PAGE =>
Ah, now I see what you mean! But how do I know if a stone is "right for me" if I don't have the option of trying it first? Can I make assumptions based on the abrasives used, or steel of the knife? It's just very difficult to know what to try and what to avoid if you don't have access to these stones. 

The Naniwa combo was my first stone; the 1k/3k was sold out. The 4o0 grit was to repair/sharpen cheap, stainless knives. I purchased the 1k and 3k Morihei to replace the thinning Naniwa 1k/5k combo. I liked the soft feel of the Morihei stones, so I bought the 4k and 6k to round out the collection. Now, I just want to focus on getting better at sharpening, and learning how to best bring out the contrast between the core and clad steel.


----------



## jferreir (Nov 22, 2019)

Qapla' said:


> Different sharpeners may have different goals. The Naniwa Super 5k is known for a lot of polish, but isn't known for speed of abrasion. If that fits the user's purposes, then the user might choose to use it; if not, they'll use something else.
> 
> Stones vary in other ways as well; for example, user preference is what decides the choice of soaking vs. splash-and-go stones.
> 
> And yes, there are also cases where stones are specialized for steels/HT's, e.g. how Sigma stones are known to be specialized for ultra-alloy steels.



Very helpful as well. How does one learn the properties of the various stones without using them? Or do you just have to bite the bullet and take a chance?


----------



## Qapla' (Nov 22, 2019)

jferreir said:


> Ah, now I see what you mean! But how do I know if a stone is "right for me" if I don't have the option of trying it first?... It's just very difficult to know what to try and what to avoid if you don't have access to these stones.


Best answer I have is "Forums help in that regard.".



jferreir said:


> Can I make assumptions based on the abrasives used, or steel of the knife?


Yes. There are also assumptions one would make regarding how the stone is maintained as well, e.g. the binding of the stone can matter. (Don't soak magnesia-stones, for example.)

SOURCE MATERIAL =>
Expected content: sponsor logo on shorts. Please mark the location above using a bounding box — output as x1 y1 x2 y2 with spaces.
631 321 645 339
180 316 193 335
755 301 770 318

REQUIRED WORK =>
Do these statements agree with the sharpening-stone thread? For each, answer yes or no and quote the words of the thread that decide it.
1. The Naniwa combo was the first stone the poster owned.
2. The Naniwa Super 5k is known for fast abrasion.
3. Magnesia stones should be soaked.

RIGHT ANSWER =>
1. Yes: "The Naniwa combo was my first stone"
2. No: "isn't known for speed of abrasion"
3. No: "Don't soak magnesia-stones"